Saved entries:
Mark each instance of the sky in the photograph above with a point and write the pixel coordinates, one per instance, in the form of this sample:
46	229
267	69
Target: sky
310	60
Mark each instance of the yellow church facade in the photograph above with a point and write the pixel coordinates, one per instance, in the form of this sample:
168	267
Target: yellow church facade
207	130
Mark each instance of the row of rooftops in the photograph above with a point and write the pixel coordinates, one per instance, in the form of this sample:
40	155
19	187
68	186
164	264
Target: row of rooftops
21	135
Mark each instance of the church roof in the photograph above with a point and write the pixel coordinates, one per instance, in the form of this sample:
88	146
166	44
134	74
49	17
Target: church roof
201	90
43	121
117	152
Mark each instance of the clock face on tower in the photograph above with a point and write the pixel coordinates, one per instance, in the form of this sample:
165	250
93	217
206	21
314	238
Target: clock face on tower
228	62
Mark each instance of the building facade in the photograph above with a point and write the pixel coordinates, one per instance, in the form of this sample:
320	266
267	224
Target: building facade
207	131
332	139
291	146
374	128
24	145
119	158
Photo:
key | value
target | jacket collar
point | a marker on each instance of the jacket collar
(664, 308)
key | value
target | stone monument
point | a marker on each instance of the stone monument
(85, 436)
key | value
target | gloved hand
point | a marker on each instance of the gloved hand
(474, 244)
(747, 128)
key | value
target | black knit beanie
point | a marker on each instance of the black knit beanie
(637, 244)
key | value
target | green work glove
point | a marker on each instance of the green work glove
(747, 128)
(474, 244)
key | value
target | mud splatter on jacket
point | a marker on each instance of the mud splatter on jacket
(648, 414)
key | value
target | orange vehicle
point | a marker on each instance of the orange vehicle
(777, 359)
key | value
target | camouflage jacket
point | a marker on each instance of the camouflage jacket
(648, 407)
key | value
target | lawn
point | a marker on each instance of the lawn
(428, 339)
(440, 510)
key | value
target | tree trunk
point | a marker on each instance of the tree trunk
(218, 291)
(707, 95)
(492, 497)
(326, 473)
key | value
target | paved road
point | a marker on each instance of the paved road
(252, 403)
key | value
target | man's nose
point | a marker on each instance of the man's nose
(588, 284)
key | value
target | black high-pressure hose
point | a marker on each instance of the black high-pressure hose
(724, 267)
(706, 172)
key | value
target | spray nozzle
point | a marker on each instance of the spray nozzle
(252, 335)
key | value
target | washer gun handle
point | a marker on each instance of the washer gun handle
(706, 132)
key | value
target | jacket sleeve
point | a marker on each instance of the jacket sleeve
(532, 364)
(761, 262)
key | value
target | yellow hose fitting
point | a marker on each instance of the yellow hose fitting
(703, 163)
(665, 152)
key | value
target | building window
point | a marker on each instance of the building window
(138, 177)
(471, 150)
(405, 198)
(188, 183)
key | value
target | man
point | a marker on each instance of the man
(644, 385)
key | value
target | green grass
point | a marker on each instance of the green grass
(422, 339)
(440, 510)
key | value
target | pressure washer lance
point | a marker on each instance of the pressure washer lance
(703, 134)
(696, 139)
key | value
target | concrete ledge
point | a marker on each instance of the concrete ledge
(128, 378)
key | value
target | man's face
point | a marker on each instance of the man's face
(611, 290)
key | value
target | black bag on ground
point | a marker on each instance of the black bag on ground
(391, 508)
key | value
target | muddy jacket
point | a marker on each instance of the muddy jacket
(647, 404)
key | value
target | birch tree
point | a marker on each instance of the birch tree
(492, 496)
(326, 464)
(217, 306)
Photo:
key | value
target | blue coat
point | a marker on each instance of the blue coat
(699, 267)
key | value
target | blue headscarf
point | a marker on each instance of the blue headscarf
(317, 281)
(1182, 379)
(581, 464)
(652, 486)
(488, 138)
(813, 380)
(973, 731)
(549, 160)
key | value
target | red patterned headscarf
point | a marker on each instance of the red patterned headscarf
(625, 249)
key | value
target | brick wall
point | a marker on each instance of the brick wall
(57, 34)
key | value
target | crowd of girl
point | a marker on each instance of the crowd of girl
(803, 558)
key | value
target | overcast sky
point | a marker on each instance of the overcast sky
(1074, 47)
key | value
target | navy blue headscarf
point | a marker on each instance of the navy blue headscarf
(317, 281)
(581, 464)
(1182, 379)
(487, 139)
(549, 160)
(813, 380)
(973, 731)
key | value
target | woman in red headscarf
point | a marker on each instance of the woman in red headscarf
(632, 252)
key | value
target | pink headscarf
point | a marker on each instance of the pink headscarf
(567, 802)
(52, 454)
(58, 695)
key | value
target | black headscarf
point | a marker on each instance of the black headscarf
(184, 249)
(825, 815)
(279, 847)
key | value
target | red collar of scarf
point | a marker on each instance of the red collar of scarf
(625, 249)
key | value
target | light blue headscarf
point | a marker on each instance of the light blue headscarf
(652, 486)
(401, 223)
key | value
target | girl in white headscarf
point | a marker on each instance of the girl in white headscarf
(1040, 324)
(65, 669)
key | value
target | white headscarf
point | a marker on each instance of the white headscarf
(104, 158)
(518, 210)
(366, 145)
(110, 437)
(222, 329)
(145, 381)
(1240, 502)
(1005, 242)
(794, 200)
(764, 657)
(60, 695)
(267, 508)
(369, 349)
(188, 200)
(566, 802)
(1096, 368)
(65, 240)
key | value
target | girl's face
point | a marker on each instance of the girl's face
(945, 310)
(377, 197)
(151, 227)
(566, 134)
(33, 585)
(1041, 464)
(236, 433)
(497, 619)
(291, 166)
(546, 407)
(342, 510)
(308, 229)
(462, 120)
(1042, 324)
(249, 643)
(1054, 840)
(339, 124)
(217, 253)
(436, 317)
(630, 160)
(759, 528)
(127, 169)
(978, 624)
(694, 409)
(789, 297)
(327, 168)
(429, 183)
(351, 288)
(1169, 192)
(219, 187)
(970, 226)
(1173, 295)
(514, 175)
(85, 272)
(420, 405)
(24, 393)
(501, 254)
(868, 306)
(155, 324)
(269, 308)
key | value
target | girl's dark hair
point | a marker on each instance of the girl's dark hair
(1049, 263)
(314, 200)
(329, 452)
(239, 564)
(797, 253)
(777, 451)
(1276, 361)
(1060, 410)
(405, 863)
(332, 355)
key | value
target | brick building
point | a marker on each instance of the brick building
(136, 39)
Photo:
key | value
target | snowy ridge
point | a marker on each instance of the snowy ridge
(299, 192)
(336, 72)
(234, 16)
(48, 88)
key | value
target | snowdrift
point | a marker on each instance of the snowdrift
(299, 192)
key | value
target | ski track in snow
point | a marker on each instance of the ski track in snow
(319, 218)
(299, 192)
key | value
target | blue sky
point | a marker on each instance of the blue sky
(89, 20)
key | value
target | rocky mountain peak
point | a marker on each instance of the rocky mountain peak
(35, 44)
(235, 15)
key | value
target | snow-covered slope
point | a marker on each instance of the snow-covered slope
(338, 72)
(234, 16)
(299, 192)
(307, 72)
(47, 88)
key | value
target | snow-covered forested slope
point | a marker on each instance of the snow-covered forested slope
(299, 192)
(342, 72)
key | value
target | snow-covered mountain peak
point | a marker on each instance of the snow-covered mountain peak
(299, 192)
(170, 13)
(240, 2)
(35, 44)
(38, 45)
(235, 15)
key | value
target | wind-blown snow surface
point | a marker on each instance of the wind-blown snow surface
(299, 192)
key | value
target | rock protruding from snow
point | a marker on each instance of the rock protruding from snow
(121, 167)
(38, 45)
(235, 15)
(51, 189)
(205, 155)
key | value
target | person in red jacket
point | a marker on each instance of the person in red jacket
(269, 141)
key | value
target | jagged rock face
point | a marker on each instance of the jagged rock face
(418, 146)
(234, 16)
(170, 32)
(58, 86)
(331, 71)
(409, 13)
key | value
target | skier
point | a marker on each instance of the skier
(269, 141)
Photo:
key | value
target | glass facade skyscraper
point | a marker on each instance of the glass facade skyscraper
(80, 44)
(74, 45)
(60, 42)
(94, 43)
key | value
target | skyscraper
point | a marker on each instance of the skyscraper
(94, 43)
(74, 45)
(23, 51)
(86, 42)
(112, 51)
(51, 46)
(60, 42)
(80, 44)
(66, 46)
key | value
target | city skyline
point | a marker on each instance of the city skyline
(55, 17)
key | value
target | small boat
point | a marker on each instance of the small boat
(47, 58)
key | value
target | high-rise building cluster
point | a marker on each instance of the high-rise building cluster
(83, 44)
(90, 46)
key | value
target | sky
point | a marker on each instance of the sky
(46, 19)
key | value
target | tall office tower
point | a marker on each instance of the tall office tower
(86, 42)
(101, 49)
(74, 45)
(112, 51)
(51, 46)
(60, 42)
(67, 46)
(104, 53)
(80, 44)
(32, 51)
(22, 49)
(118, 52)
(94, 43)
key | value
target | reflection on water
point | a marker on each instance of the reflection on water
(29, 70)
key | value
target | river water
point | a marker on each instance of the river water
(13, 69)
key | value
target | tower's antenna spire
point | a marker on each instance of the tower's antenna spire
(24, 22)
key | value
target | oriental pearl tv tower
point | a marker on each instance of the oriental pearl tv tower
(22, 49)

> _Prompt_
An exact copy of the lines above, from the one containing "point | a marker on each instance of the washer" down to the one containing "target | black bag on ground" and including both, is the whole answer; retype it and nothing else.

> _The completed task_
point | a marker on each instance of the washer gun handle
(706, 132)
key | value
target | jacket sleeve
point | a marker on each instance of the jacket sleeve
(532, 364)
(761, 262)
key | value
target | yellow hose fitting
point | a marker on each instance of the yellow hose fitting
(703, 163)
(665, 152)
key | value
target | building window
point | a marker on each instance of the building window
(138, 177)
(471, 150)
(405, 198)
(188, 183)
key | value
target | man
point | a marker on each instance of the man
(644, 385)
key | value
target | green grass
point | a marker on each instance of the green grass
(422, 339)
(440, 510)
key | value
target | pressure washer lance
point | a marker on each instance of the pressure washer lance
(703, 134)
(696, 139)
key | value
target | concrete ledge
point | a marker on each instance of the concrete ledge
(128, 378)
key | value
target | man's face
point | a marker on each instance of the man's face
(611, 290)
key | value
target | black bag on ground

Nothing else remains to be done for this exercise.